┌──
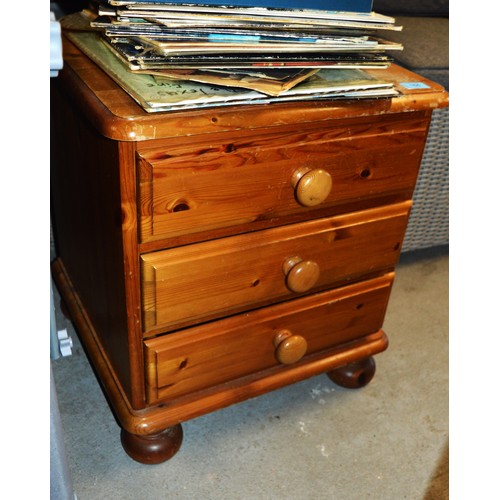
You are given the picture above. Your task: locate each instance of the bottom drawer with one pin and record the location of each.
(204, 356)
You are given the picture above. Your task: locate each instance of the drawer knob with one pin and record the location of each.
(289, 348)
(301, 275)
(312, 186)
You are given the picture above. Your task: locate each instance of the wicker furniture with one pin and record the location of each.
(425, 38)
(200, 256)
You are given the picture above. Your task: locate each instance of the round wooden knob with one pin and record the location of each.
(289, 348)
(312, 187)
(301, 275)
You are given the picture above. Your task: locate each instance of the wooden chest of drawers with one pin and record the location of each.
(206, 257)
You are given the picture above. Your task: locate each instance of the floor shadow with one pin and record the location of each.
(439, 484)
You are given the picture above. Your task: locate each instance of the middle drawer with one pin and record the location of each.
(195, 283)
└──
Retype all of the material above word for word, leaving out the picture.

RIGHT ANSWER:
You are given the picture above. Your task: locate each instance of the bottom drawer with one pin and record the location of each.
(204, 356)
You are given the picture above. Your task: locate each instance of the drawer knob with one pin and record the location of each.
(289, 348)
(301, 275)
(312, 186)
You are given the picture above. Your task: locate each instance of the wicker furniture with one pin and record the location of each.
(425, 38)
(200, 256)
You are given the picture above. Your task: locate each instance of the round wooden knob with one pin and record the location of each.
(289, 348)
(312, 187)
(301, 275)
You are given the picture above. Your task: locate each instance of the wooden chest of drawers with one pin and record the location of each.
(206, 257)
You are given the picture above. Your task: locate each instance of the floor shadow with one pin and record the location of each.
(439, 484)
You are given the picture above. Your task: locate each instance of the middle drawer with one pin and record the location of each.
(195, 283)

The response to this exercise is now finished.